→ **The records**

----------

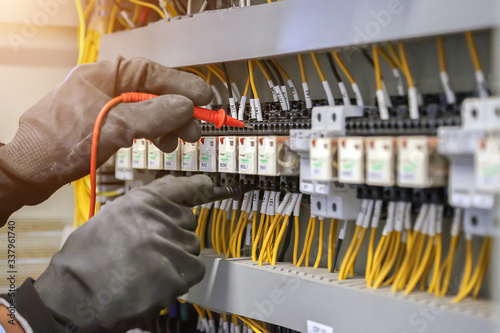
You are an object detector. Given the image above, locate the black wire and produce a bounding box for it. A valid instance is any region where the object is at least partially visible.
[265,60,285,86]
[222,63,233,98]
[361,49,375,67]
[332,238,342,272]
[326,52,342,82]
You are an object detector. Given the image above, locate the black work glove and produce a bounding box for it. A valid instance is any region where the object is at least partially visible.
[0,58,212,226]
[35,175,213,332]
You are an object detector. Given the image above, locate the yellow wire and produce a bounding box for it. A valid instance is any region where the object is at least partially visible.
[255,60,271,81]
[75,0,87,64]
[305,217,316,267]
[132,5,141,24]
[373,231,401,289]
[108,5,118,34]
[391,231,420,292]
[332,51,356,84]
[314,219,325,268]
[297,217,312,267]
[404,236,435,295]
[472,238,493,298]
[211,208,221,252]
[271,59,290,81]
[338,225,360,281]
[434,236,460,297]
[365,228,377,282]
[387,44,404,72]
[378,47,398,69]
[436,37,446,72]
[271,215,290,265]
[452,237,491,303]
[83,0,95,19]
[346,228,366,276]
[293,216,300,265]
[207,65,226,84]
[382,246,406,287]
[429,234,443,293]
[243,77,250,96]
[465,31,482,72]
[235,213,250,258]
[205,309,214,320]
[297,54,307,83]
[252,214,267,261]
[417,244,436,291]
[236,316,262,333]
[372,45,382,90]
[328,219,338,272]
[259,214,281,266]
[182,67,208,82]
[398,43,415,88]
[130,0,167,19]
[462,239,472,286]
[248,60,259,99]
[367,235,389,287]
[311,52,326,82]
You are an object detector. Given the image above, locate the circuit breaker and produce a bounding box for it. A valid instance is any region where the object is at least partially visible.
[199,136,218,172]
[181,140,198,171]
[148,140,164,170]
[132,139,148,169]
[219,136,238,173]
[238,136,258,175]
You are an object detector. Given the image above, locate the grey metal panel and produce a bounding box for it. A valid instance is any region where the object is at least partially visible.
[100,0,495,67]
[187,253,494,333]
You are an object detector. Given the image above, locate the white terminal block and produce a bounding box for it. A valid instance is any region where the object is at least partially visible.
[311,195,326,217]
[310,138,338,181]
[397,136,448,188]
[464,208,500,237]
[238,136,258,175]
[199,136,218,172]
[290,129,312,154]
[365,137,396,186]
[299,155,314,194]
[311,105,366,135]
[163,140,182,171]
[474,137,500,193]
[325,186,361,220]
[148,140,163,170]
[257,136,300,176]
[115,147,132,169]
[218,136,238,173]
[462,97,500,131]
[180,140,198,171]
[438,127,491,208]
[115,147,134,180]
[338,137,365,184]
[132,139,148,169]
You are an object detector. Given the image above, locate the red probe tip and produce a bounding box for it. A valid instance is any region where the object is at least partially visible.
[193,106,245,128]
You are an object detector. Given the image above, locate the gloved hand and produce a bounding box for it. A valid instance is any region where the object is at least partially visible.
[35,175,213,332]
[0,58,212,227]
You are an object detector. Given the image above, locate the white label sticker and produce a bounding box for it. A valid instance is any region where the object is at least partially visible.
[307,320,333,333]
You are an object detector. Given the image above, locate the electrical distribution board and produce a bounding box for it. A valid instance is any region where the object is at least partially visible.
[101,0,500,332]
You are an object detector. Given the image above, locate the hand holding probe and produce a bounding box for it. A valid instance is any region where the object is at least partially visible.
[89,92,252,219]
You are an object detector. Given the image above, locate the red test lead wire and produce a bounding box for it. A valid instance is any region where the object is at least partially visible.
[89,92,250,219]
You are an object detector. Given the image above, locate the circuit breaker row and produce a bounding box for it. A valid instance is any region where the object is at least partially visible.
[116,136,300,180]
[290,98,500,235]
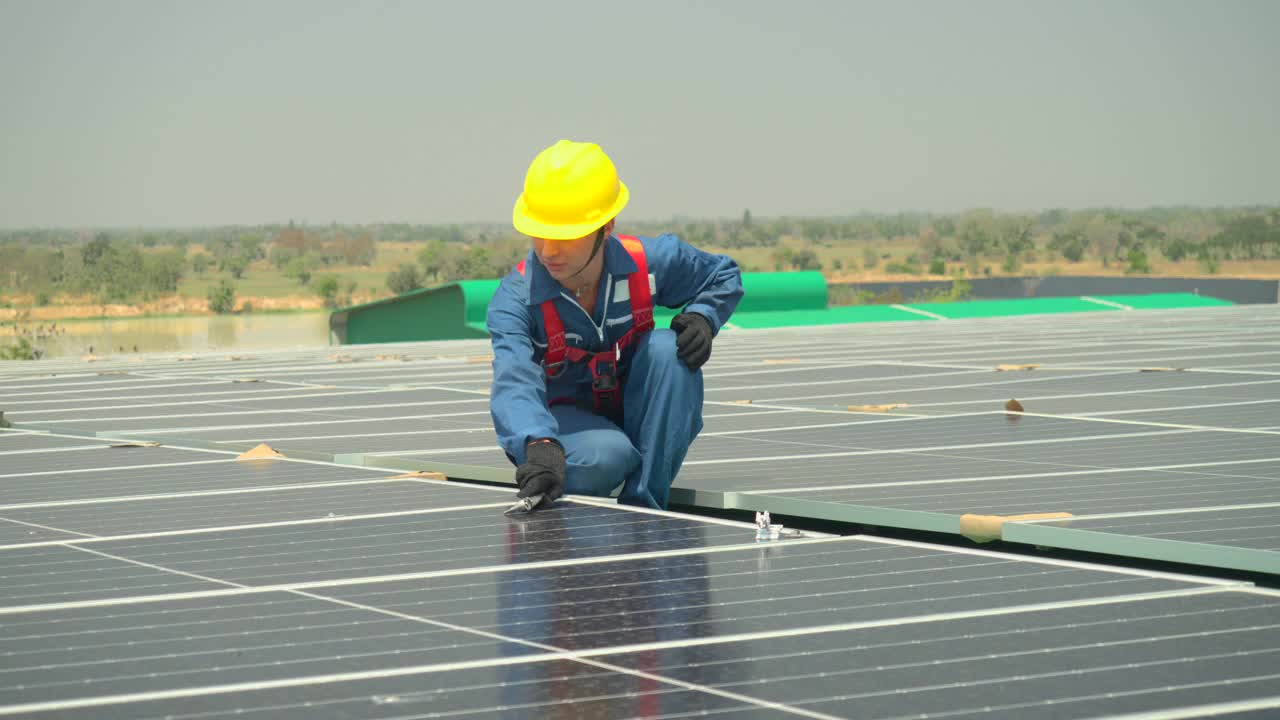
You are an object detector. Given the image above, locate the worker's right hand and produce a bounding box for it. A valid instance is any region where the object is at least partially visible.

----------

→ **Task to carry out**
Lay out all of the lines above as a JSON list of strings, with one string for each line and any blank lines omitted. Leave the pictures out of the answer.

→ **Exercise result**
[
  "You are an object detector. Given the image above, locate the black wire and produce a bounding box for it. A valid instance is any region where the object is at least partially visible.",
  "[265,60,285,86]",
  "[222,63,233,98]",
  "[361,49,375,67]",
  "[332,238,342,272]",
  "[326,52,342,82]",
  "You are an object detector. Given the image above, locate the black work glove and produce a bounding box for it. A valid instance is any region where the object is at least partially visible.",
  "[0,58,212,226]",
  "[35,175,213,332]",
  "You are an object detector. Given the image above, locate the yellow wire and produce a bounding box for it. A valid instance is any region where the object is at least partially visible.",
  "[255,60,271,81]",
  "[75,0,87,64]",
  "[305,217,316,267]",
  "[132,5,141,24]",
  "[373,231,401,289]",
  "[108,5,118,34]",
  "[391,231,420,292]",
  "[332,51,356,84]",
  "[314,219,325,268]",
  "[297,217,312,267]",
  "[404,236,435,295]",
  "[472,238,493,298]",
  "[211,208,221,252]",
  "[271,59,290,81]",
  "[338,225,360,281]",
  "[434,236,460,297]",
  "[365,228,377,282]",
  "[387,44,404,72]",
  "[378,47,398,69]",
  "[436,37,446,72]",
  "[271,215,290,265]",
  "[452,237,491,303]",
  "[83,0,95,19]",
  "[346,228,366,276]",
  "[293,216,300,265]",
  "[207,65,226,84]",
  "[382,246,406,287]",
  "[429,234,443,293]",
  "[243,77,250,96]",
  "[465,31,482,72]",
  "[235,213,250,258]",
  "[205,309,214,320]",
  "[297,54,307,83]",
  "[252,214,267,261]",
  "[417,244,436,291]",
  "[236,316,262,333]",
  "[372,45,382,90]",
  "[328,219,338,272]",
  "[259,214,281,266]",
  "[182,67,208,82]",
  "[398,43,415,88]",
  "[130,0,167,19]",
  "[462,239,472,286]",
  "[248,60,259,99]",
  "[367,235,389,287]",
  "[311,52,326,82]",
  "You are an object detector. Given the image above, locate the circuit breaker and produce a bounding box for it. A valid instance is any region where the object is at least partially visible.",
  "[199,136,218,172]",
  "[181,140,198,171]",
  "[148,140,164,170]",
  "[132,139,148,169]",
  "[219,136,238,173]",
  "[238,136,258,175]",
  "You are an object detector. Given the image above, locate the grey metal panel and produce a bounding box for it. A valid instance is any region where the object is at least partially visible.",
  "[100,0,495,67]",
  "[187,253,494,333]",
  "You are an object detector. Given the image above, locate the white terminal block and produce a bounding box for it. A valid instance is any region where the object is at least partially visible.",
  "[311,195,326,217]",
  "[310,138,338,181]",
  "[397,136,448,188]",
  "[464,208,500,237]",
  "[238,136,258,175]",
  "[199,136,218,172]",
  "[290,129,312,154]",
  "[365,137,396,186]",
  "[299,155,314,194]",
  "[311,105,366,135]",
  "[163,140,182,171]",
  "[474,137,500,193]",
  "[325,186,361,220]",
  "[148,140,163,170]",
  "[257,136,300,176]",
  "[115,147,132,169]",
  "[218,136,238,173]",
  "[462,97,500,131]",
  "[180,140,198,171]",
  "[438,127,491,208]",
  "[115,147,134,180]",
  "[338,137,365,184]",
  "[132,139,148,169]",
  "You are an object detector. Given the image above, locate the red probe tip and produce a bounding box for it. A valid instance is any region where the object is at least partially visible.",
  "[193,106,245,128]",
  "You are an object detector. Given the image above, locate the gloved hand and produce a bounding box for it. A valid instance is any region where the object is at least partially visible.",
  "[35,175,213,332]",
  "[0,58,212,227]",
  "You are an object detector. Given the image above, locate the white label sticker and produce a bounding box for it. A valid instance is any region where the object is at least partially visible.",
  "[307,320,333,333]",
  "You are an object detector. Given the image above, locate the electrical distribution board and produce a bounding box for it. A valid instance is any region where the object is at least partially visible.",
  "[101,0,500,332]",
  "You are an object detector. Given the image above, locate the hand holding probe and produce a bounding box for it. A valid instance is any region where the object is at least partially visible.",
  "[89,92,252,219]",
  "You are an object detector. Given the image above, locate the red test lead wire and produce a bounding box for it. A valid instance is any region where the object is at least partially visible.",
  "[89,92,250,219]",
  "You are an object detector. Given the image above, locate the circuit breaker row and produce a bounding box for it. A valid instance is any region where the object is at least partially visible.",
  "[116,136,300,180]",
  "[290,98,500,235]",
  "You are an object detector. Given the image above, locate the worker's right hand and produce a bounding box for it. A valid instance is any region where the object is at least partially visible."
]